**ЧТО ТРЕБУЕТСЯ**
Выведите без изменений отрывок из воспоминаний о Луначарском между словами «В 1905 году» и «считать своей заслугой.», включая их самих.

**ФРАГМЕНТ ДОКУМЕНТА**
□ □ □

В знаменитом в ту пору цирке «Модерн»1 я познакомился с крупными деятелями Октября А. В. Луначарским и А. М. Коллонтай. Если хрупкая и изящная Александра Михайловна поражала аудиторию своим голосом, звучавшим как набат, доходившим до самых отдаленных скамеек так называемой галерки, то А. В. Луначарский восхищал необыкновенной простотой изложения мыслей. Он был прирожденным оратором–пропагандистом, так ясно и просто излагал политику партии, что она становилась не только понятна, но и близка и дорога сердцу слушателей.

1 Деревянное здание цирка находилось на Кронверкском проспекте; позднее оно было снесено.

После одного из выступлений Луначарского в цирке «Модерн» я подошел к нему, хоть не был знаком, и пожал ему руку. Он улыбнулся и спросил, кто я и чем занимаюсь. Я назвал свою фамилию.

— Вы печатались в «Звезде»?

— Да, — ответил я, — в тысяча девятьсот двенадцатом году, но всего два раза, так как газета была закрыта правительством.

Я объяснил, что сочувствую большевикам, но в политическом отношении считаю себя младенцем, так как по–настоящему не занимался политической деятельностью, а в литературе меня увлекло футуристическое движение. Правда то, что я ненавидел царский режим.

В 1905 году четырнадцатилетним кадетиком тщетно искал связи с революционерами, чтобы убить в Тифлисе черносотенного генерала Грязнова, но это я не мог даже в душе считать своей заслугой.

Луначарский рассмеялся и пригласил меня зайти к нему домой.

Сначала я чувствовал себя в его присутствии так, как робкий племянник при встрече с добрым и умным дядей, но, когда узнал его больше, я понял, что нахожусь в положении подмастерья у талантливого и опытного мастера, у которого есть чему поучиться.

□ □ □

**ИСХОДНЫЕ МАТЕРИАЛЫ**

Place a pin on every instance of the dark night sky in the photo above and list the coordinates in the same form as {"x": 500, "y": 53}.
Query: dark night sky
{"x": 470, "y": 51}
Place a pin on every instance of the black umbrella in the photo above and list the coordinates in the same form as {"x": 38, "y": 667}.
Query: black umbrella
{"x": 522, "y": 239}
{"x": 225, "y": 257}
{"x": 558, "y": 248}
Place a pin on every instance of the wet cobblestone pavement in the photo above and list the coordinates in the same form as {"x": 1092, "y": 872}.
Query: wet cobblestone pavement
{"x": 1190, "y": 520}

□ □ □

**ПОЛНЫЙ ОТВЕТ**
В 1905 году четырнадцатилетним кадетиком тщетно искал связи с революционерами, чтобы убить в Тифлисе черносотенного генерала Грязнова, но это я не мог даже в душе считать своей заслугой.